● Problem to work on:
In the passage below on blockchain logging and illegal user detection, reproduce the text between "Figure 11. Android" and "and ABE cryptography.", inclusive.

Generally, blocks in the blockchain are identified by hashes, and the blocks are connected because they have a hash of the previous block. In other words, alteration is impossible unless the blocks of all participants are modified. Therefore, on the platform, the private blockchain is used as a decentralized persistent logging system. We built the blockchain network using Hyperledger Fabric (The Linux Foundation) and designed a smart contract for accountability. Figure 13 shows a web page for detecting illegal users (ie, unauthenticated and unauthorized users) using the distributed ledger. This page helps platform administrators search for specific user activities as well as identify and respond to the actors when security threats arise. In short, the distributed ledger in our implementation provides accountability and nonrepudiation to the HBDP.

Figure 11. Android app.
View this figure
Figure 12. Encryption and decryption of eHealth data in the health care big data platform.
View this figure
Figure 13. Web page for detection of illegal users.
View this figure

Overview

To show the proof of concept, the previous section implemented the HBDP. This section describes case studies of illegal user detection for security analysis via the implemented HBDP. This section also presents the results of several conducted experiments, which show the efficiency of the private blockchain and ABE cryptography.

Case Studies of Detection of Illegal Users

Overview

In addition to the aforementioned security threats, many security threats (eg, the misuse and abuse of eHealth data) can arise on a health care research platform in an open environment. Thus, a secure health care research platform must be able to detect and trace the threats. This subsection describes how to detect two representative security threats—unauthenticated and unauthorized users—through the distributed ledger on the HBDP in an open environment. Moreover, we present the possibility of detecting other security threats through monitoring and access control processes.

Detection of an Unauthenticated User

One of the most common attacks attempted by unauthenticated users is the brute-force attack. Therefore, in this scenario, we assume that an unauthenticated user continuously tries to log into (ie, launches a brute-force attack on) the HBDP by stealing the user ID. Figure 14 shows the sequences for detecting an unauthenticated user on the platform. A detailed explanation of this case study is provided in the following paragraphs.

(Excerpts from a point labeling dataset)
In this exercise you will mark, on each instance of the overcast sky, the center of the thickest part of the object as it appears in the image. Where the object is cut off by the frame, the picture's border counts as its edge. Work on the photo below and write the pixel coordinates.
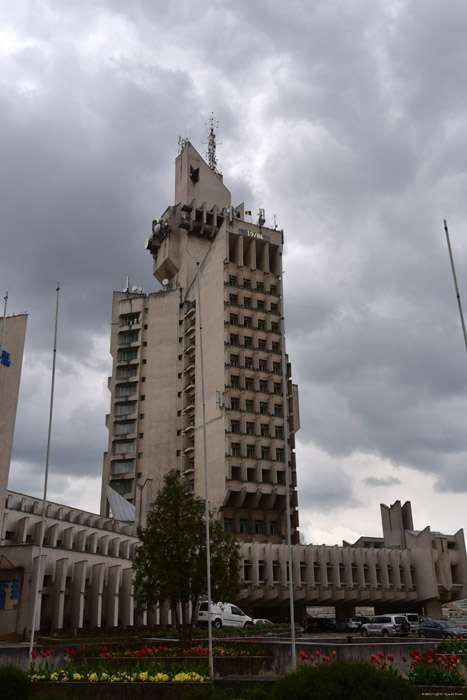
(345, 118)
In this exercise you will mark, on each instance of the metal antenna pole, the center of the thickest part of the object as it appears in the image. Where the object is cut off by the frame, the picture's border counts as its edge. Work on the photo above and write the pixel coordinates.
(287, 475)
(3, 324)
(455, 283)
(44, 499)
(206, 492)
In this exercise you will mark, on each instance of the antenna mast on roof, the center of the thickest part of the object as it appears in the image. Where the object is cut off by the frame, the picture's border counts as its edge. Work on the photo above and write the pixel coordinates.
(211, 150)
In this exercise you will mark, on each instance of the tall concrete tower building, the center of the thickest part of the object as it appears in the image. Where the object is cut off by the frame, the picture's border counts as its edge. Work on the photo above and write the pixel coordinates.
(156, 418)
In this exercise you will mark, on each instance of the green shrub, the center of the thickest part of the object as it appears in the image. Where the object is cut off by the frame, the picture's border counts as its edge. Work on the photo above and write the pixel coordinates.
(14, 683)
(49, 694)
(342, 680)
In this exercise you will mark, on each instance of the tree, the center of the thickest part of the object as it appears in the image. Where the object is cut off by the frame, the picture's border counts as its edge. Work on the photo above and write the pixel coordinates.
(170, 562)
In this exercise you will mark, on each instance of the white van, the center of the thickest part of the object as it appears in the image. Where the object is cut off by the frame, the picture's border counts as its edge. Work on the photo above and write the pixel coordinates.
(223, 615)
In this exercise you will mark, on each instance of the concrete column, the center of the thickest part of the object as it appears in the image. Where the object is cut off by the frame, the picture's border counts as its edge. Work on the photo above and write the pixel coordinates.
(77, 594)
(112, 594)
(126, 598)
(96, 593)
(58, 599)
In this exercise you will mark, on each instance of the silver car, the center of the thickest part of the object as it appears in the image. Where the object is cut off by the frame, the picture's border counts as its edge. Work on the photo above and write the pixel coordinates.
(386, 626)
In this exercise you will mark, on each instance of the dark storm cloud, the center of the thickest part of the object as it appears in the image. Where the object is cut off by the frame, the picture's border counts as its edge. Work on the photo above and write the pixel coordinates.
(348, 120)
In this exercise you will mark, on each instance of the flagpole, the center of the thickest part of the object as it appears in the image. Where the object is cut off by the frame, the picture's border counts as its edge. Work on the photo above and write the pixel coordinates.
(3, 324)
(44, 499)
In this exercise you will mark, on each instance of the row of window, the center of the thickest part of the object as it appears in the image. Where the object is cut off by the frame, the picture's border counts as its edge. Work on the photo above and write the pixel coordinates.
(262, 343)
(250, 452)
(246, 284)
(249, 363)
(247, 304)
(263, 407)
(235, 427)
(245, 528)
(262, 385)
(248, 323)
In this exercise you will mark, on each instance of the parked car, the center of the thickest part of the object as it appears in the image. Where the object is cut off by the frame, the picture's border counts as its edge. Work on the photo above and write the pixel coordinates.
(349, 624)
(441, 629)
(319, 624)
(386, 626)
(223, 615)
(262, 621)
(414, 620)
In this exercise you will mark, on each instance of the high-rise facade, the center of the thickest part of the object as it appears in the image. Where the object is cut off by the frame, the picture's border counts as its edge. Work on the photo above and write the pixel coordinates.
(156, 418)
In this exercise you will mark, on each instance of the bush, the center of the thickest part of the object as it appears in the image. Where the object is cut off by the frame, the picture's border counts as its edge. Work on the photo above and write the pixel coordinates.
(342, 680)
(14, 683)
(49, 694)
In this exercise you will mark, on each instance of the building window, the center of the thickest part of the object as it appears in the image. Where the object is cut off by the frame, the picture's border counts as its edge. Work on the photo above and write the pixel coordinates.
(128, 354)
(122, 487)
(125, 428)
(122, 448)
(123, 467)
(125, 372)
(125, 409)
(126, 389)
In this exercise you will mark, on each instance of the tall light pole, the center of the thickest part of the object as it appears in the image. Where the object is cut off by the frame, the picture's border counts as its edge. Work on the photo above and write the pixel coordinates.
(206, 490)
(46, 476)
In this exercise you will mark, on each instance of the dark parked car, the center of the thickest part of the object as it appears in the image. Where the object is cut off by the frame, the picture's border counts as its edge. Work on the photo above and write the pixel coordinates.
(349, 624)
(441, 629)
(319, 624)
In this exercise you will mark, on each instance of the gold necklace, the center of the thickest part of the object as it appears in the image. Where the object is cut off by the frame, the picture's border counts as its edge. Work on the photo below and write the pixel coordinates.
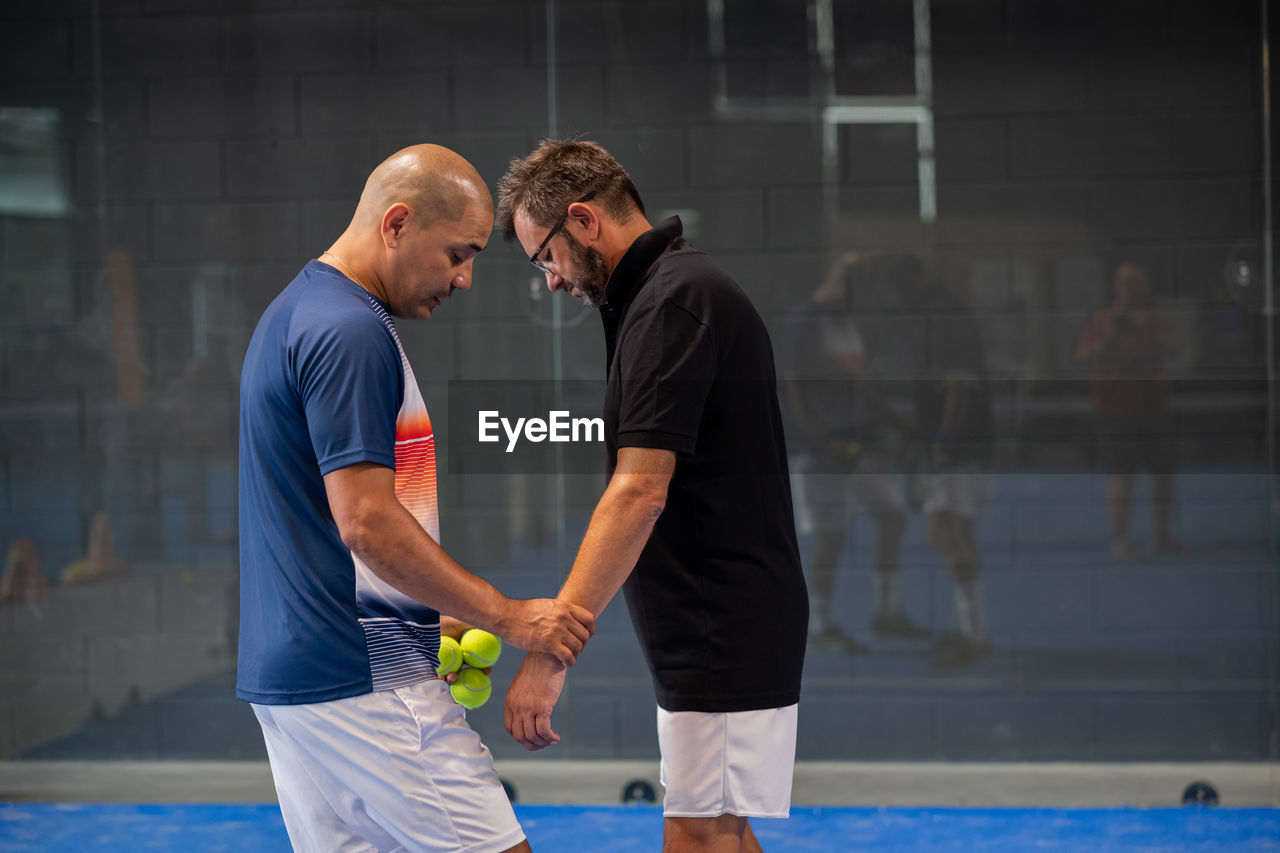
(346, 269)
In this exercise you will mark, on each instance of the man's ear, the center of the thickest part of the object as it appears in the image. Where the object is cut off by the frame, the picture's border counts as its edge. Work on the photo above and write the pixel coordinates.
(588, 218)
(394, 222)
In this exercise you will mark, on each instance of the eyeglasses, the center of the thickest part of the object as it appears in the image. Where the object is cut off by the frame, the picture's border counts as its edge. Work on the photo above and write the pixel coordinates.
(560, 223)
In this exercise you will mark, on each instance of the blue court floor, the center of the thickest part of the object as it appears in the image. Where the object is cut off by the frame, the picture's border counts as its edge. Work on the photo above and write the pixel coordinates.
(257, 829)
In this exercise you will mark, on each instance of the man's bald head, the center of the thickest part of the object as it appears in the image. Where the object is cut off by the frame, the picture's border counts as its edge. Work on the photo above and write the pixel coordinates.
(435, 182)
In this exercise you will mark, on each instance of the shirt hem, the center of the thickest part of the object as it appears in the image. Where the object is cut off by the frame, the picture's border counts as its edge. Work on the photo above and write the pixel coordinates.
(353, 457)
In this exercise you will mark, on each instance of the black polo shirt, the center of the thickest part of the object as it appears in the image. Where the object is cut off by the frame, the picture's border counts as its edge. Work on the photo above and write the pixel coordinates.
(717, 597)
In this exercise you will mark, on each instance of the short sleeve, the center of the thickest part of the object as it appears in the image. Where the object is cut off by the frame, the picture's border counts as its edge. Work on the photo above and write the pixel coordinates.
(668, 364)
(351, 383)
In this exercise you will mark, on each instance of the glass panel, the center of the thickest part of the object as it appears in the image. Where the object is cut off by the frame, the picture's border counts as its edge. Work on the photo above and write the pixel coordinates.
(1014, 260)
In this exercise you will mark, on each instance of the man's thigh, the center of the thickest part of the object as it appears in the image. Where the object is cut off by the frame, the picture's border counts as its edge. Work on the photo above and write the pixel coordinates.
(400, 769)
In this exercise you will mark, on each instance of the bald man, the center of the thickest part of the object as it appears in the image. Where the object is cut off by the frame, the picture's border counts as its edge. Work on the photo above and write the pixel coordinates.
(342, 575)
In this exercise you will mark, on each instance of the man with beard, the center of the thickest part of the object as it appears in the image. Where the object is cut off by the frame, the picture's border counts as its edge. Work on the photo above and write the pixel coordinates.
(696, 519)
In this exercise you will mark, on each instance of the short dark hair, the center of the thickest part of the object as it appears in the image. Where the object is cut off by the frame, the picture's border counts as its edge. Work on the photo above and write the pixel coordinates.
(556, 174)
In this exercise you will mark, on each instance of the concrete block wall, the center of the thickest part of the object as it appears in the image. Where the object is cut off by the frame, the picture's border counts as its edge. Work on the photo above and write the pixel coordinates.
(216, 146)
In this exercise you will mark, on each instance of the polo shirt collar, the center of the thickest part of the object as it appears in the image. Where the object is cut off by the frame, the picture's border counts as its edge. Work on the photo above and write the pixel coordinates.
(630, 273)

● Correct answer:
Figure 11. Android app.
View this figure
Figure 12. Encryption and decryption of eHealth data in the health care big data platform.
View this figure
Figure 13. Web page for detection of illegal users.
View this figure

Overview

To show the proof of concept, the previous section implemented the HBDP. This section describes case studies of illegal user detection for security analysis via the implemented HBDP. This section also presents the results of several conducted experiments, which show the efficiency of the private blockchain and ABE cryptography.